**TASK DESCRIPTION**
Name the parts that every note follows, according to the template in the Zettelkasten article below.

What's a Zettelkasten?

A crazy way to keep track of Crazy Shit...

Over the years, I have taken notes in ad-hoc ways, on notecards, in notebooks, and for the past decade in OneNote. Having been sporadic and inconsistent about my notetaking methodology, I’ve not found much value in keeping notes. A couple of years ago, I found a box of notecards I had written on and abandoned in the 90s while cleaning the garage. This year, while participating in MIT and Harvard Artificial Intelligence programs, I kept most of my notes in a small notebook riddled with topics that are interleaved and impossible to utilize.

About halfway through the Harvard Medical AI in Healthcare program, I saw a promo video on TikTok about a notetaking “system.” The dude in the video was pimping his version of the Zettelkasten system made popular by Niklas Luhmann, who published over 70 books and 400 papers. Luhmann attributed his creative insight to his Zettelkasten notetaking system, allowing him to create relationships between notes and concepts and navigate between them. Scott P. Scheper (the dude in the video) coined the term “ANTInet” to describe Luhmann’s process.1

The “A” in ANTInet stands for “Analog.” Scott says it’s important to him, presumably Luhmann, that the system is physical, not digital. My gut feeling is that keeping the system physical rather than digital is merely a way to promote brevity. I keep with that spirit by restricting my notes to about a “page” or less, with most information recorded in bulleted list form.

As I said earlier, I have been using OneNote for notes for at least a decade. I hate it. There is just something about OneNote that chaps my ass. I think it’s the manilla file folder analogous user interface. Without knowing much about the Antinet Zettelkasten, I asked my good old pal ChatGPT (who I affectionately call “Chad”) if it was possible to implement the Zettelkasten system using OneNote. Chad suggested that the powerful feature of the Antinet is the links between topics and the navigation between them, both forward and backward. While you can create links between pages in OneNote, the links are unidirectional unless you add them to all the pages you want to link. Chad said that’s a pain in the ass in OneNote and suggested Obsidian instead.

For the past couple of months, I have been faithfully building my Antinet Zettelkasten in Obsidian, and it’s a beautiful thing. (Sorry, Scott, I’m not dropping the “A” even though my Antinet is digital.) The attached animation shows my notes, ideas, and concepts assembling into a graph network using the links and tags I assigned to its pages. At the end of the animation, I show navigation between tags and notes.

I am absolutely in love with this system. I’m a paid user of Obsidian, and I use an online vault to synchronize and back up my notes across my devices. My Antinet has so far resulted in a couple of book ideas and several product ideas, and it has helped me write several articles.

I keep my notes short, one display page or so, and every note follows this template:

  • Title

  • Text describing the idea, concept, or whatever, a bulleted list of facts or combinations with footnote references.

  • References

  • Tags

The “References” section lists footnotes and links to other pages in my Antinet. Links are both forward and backward. When I link to a page, Obsidian automatically creates a link back to the page I’m linking from. Periodically, I go through my notes, create new links, reorganize, and create new pages to document ideas based on the information in the Antinet.

It’s a growing, living thing, and I can’t stop it.

**DATA SUPPLIED**

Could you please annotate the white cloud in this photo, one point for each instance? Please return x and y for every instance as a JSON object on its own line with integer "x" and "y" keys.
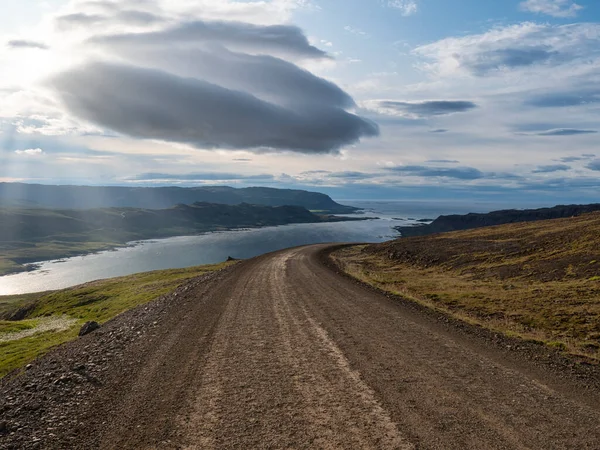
{"x": 30, "y": 152}
{"x": 555, "y": 8}
{"x": 356, "y": 31}
{"x": 515, "y": 48}
{"x": 406, "y": 7}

**RESPONSE AREA**
- Title
- Text describing the idea, concept, or whatever, a bulleted list of facts or combinations with footnote references
- References
- Tags